Vingt-quatre heures de la vie d'une femme , Stefan Zweig, Éd. Audiolib, 2012 (première édition, 1927)
Début XXème , dans un hôtel de très bonne tenue, se réunissent des gens de la bonne société. Les discussions sont cordiales, jusqu'au jour où débarque un jeune et beau Français qui plaît à tous par ses bonnes manières, sa politesse et sa galanterie. Peu après son arrivée, une nouvelle qui surprend tout le monde tombe : Mme Henriette, jeune femme de 33 ans, mariée et mère de famille s'est enfuie avec le jeune homme. Son mari est effondré et les discussions prennent une tournure très inhabituelle. Seul le narrateur, défend la belle Mme Henriette et prétend que succomber à un coup de foudre ne fait pas d'elle une femme légère et infréquentable. Attentive à tous les propos, une vieille dame anglaise distinguée se rapproche de lui et lui raconte une aventure de vingt-quatre heures qu'elle a vécue vingt-cinq années plus tôt et que la disparition du couple adultère vient de ranimer en elle. Elle dévoile une partie d'elle-même totalement insoupçonnable pour qui la fréquente dans ce monde feutré de la haute bourgeoisie.
Comme je le disais très récemment, suite à ma découverte mi figue-mi-raisin du procédé audiolib , : "il n'y a que les imbéciles qui ne changent pas d'avis" (si, si, vous pouvez vérifier, je l'ai écrit là !). Me voici donc, suite à une sollicitation d'Audiolib à écouter un autre livre. Cette fois-ci, je tape dans le haut de gamme. Stefan Zweig. Lu par Marie-Christine Barrault. Excusez du peu. Je peux redire ici tout les aspects, gênants pour moi dans une écoute de livre :
- manque de flexibilité par rapport au livre
- difficulté de "lire" à mon rythme, de noter des phrases, des extraits, de revenir en arrière, de passer éventuellement des passages plus rapidement -mais pas chez Zweig, tout est bon !, quasi obligation de s'arrêter à la fin d'une plage (13 sur celui-ci pour 2h41 de durée totale)

Consigne 1 →
Dans la critique du livre audio de Zweig, combien de plages compte l'enregistrement, et quelle est sa durée totale ?
Consigne 2 →
Poursuivez la critique du livre audio de Zweig à partir de sa dernière phrase.

Entrées d'un jeu de données →

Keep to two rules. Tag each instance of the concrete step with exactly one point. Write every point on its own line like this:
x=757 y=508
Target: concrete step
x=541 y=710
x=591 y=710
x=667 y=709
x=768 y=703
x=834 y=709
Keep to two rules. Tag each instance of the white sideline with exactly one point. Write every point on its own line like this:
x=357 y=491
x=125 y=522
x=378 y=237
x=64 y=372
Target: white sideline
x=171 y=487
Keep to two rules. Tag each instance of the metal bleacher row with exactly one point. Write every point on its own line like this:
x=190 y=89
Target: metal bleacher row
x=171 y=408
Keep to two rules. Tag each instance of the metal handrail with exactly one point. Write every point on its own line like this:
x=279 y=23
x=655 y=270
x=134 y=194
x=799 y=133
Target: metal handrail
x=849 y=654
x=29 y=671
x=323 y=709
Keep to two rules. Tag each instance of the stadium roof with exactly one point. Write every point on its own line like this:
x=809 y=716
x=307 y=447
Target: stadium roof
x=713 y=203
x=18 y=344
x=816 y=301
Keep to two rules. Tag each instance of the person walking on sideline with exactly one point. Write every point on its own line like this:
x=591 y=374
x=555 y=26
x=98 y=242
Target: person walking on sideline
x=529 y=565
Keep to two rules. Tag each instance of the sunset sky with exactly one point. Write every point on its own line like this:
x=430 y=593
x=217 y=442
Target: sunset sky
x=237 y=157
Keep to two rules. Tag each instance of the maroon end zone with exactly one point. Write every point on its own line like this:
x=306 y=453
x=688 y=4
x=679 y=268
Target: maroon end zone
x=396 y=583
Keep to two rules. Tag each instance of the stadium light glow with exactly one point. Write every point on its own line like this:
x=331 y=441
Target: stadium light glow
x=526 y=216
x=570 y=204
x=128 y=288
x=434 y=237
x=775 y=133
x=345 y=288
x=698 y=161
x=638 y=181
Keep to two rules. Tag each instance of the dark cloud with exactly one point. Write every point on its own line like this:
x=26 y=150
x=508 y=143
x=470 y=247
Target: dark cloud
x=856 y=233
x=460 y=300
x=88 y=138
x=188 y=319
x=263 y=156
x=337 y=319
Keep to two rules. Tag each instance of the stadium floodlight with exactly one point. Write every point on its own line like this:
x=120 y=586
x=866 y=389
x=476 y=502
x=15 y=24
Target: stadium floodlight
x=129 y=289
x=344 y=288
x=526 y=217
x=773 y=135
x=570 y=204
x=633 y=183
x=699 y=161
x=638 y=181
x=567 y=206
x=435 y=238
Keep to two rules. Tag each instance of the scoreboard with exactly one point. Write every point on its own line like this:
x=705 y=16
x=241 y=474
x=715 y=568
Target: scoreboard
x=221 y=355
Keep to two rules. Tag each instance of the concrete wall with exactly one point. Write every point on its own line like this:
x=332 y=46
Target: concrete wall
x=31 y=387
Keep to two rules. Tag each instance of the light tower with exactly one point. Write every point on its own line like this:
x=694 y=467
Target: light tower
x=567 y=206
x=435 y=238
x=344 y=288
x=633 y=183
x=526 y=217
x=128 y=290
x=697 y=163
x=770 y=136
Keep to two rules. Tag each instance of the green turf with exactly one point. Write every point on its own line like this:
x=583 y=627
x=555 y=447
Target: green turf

Bonne réponse 1 →
13 plages, pour une durée totale de 2h41.

Bonne réponse 2 →
- impression de ne rien faire pendant que j'écoute, car je me suis aperçu que je ne pouvais pas avoir d'autre activité que celle d'écouter (les esprits malins me diront que lorsque je lis, je ne fais rien d'autre non plus ; certes, mais je tourne les pages !)
Mais je vais dire aussi tout le bien que je pense de ce livre audio. D'abord Marie-Christine Barrault lit bien (ouah, tu parles d'un super compliment !), intelligiblement, suffisamment lentement pour qu'on saisisse bien toute la fluidité et la finesse de l'écriture de Stefan Zweig. Ensuite, elle change de ton en fonction des événements, mais ne surjoue pas pour que l'auditeur puisse lui-même trouver ses émotions. Je n'aurais pas aimé que l'on me dictât les moments forts, ceux où je me devais de réagir. Un peu comme je déteste les humoristes obligés d'appuyer leurs blagues pour que le public rie au moment crucial. Ou Pire, les boîtes à rire !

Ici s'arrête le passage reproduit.